The only tainting going on is the credibility of the naysayers.

I hate to be so heated against you and especially on your blog...but I have to say what I feel.

You guys are 100% wrong and grocely unfair. EVERYTHING that the Edelman/Vista program did wrong, this one did right and you STILL find fault with it.

So here are my 2 questions for you, CK:
1) What would you have done if this had been your program?
2) How would you suggest MWW/Nikon respond?

Hi Jaffe: You don't need to hate being so heated against me, you should say what you feel--and you are always welcome to say whatever you feel here. I genuinely mean that.

You know, you say I’m “keeping company” since I’ve posted a comment in response to your comment over at Strumpette. But here’s the facts: I posted a comment to your blog the day you wrote about Nikon asking you to talk about it. I wrote “I’m looking to talk, not debate, can we start there?” I didn’t get any feedback. I posted this piece May 1st asking you to talk about it (it’s May 25th now). I have discussed it at Mack’s blog through 3 posts over the last 3 or 4 weeks and at the Daily Fix through a couple posts over the last 2 weeks. So I post a comment—in response to your comment—over at Strumpette and I get feedback within a few hours and labeled that I’m keeping company.

I’m not a ‘naysayer’ for companies coming into and leveraging social media—actually, I’m a proponent for them doing it in a fashion that adds value to this space. While this space is not ‘new’ to us, it’s new to most of the world--and corporations-- and it’s a critical time and opportunity to set best practices. My focus has been, and will always be, what’s best for the community. And in my opinion, the way this program is formatted is neither in its best interests nor sets a best practice. But I think it could have been and I've given details in the comments above, in multiple threads over the past 4 weeks, and I'll happily give them here.

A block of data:
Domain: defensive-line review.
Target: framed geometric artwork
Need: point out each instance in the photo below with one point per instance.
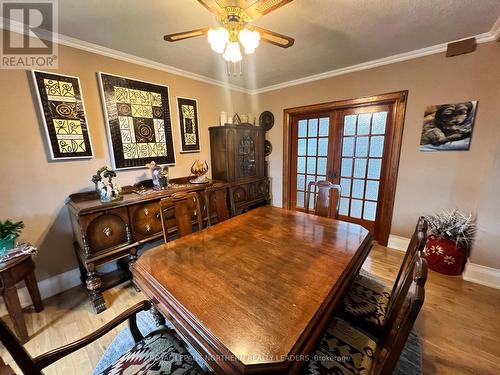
(65, 124)
(137, 121)
(188, 122)
(448, 127)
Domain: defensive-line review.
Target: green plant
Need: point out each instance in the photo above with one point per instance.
(10, 230)
(454, 225)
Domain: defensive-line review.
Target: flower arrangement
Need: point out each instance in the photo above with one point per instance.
(108, 191)
(453, 225)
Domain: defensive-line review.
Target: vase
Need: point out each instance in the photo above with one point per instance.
(6, 244)
(445, 256)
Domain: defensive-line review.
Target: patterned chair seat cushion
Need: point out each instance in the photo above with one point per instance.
(159, 353)
(343, 350)
(365, 305)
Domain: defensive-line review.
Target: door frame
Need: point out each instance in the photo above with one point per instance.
(398, 101)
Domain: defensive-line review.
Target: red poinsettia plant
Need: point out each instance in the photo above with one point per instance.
(450, 238)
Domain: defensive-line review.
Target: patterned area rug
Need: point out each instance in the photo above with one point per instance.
(410, 362)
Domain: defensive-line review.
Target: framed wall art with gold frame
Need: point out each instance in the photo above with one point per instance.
(137, 115)
(188, 124)
(61, 106)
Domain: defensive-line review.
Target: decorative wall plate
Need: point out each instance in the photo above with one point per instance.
(268, 147)
(266, 120)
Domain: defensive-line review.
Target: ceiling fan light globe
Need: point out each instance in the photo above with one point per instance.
(232, 52)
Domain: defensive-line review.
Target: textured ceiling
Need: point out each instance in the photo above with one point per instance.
(329, 34)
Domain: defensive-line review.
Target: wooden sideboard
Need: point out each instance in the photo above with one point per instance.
(107, 232)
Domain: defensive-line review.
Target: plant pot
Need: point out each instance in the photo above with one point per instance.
(445, 256)
(6, 244)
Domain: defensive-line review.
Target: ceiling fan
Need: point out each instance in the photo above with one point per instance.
(234, 16)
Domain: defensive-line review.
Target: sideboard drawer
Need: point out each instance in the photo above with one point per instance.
(146, 220)
(106, 230)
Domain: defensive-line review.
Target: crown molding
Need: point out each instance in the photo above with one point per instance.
(438, 48)
(68, 41)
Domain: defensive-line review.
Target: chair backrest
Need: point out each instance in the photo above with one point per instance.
(181, 210)
(216, 197)
(17, 351)
(327, 197)
(401, 321)
(416, 246)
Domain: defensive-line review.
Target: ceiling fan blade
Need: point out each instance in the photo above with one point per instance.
(185, 34)
(277, 39)
(213, 6)
(258, 8)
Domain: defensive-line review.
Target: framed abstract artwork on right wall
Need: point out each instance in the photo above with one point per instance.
(448, 127)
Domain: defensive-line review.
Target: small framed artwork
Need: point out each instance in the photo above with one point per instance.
(61, 106)
(448, 127)
(188, 123)
(137, 115)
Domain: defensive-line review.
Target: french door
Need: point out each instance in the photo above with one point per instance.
(352, 146)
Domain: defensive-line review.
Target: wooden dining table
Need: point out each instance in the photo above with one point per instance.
(253, 294)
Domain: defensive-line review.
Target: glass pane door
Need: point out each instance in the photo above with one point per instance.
(312, 145)
(361, 157)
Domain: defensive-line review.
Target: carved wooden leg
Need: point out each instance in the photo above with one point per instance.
(93, 283)
(32, 286)
(15, 312)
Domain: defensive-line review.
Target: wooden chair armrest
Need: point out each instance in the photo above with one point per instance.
(48, 358)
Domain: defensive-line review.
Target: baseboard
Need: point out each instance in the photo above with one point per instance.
(482, 275)
(398, 242)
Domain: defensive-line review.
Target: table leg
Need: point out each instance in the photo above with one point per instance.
(32, 286)
(132, 257)
(15, 312)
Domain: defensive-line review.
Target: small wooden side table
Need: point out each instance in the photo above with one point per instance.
(11, 273)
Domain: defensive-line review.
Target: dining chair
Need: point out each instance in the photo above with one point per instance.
(326, 198)
(216, 198)
(181, 210)
(160, 349)
(369, 300)
(345, 349)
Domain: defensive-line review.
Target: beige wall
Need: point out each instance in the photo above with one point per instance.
(427, 182)
(34, 189)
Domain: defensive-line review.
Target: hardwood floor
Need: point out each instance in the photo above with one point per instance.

SET PROBLEM A – In the Nikon blog exchange, list the blogs and sites that CK's reply names as places where CK commented on or discussed the program.
SET PROBLEM B – Pick up the Nikon blog exchange after its last sentence and keep writing.
These rows were drawn from a separate source.

EXERCISE RESPONSE A –
- Jaffe's blog
- Mack's blog
- The Daily Fix
- Strumpette

EXERCISE RESPONSE B –
You asked me two questions and the below addresses them both. If this had been my program, or, more realistically, a program I advised a client on, I would have advised:

1. Open it up to the entire community: Instead of giving a few bloggers loaner cameras I would have given everyone who wished to be involved an equal chance at the 50. You say that the camera betters your blog so it follows that everyone would have had an equal chance to better theirs. This also serves Nikon in that they hold a promo where they get the benefit of blogs talking up the chance to experience the product and word spreads.

2. Open up feedback loops: As I advise my own clients, the value of social media isn’t selling, it’s listening (listening benefits the company by improving and creating better products, enlisting new customers, deepening relationships with existing customers and running “in-the-wild” focus groups that aren’t biased). As Mack has explained, he’s involved with this program to be able to learn and teach his audience about how this program runs (both the pros and the cons). As he pointed out the other day, besides a few emails he hasn’t received any interaction or feedback loops (e.g. a blog) with the program. Tom/MWW did say that Nikon wanted to be careful not to “own” the program too much. I can understand what Tom is saying but as marketers when we initiate programs we know to initiate feedback loops--especially in this medium where the conversation is everything.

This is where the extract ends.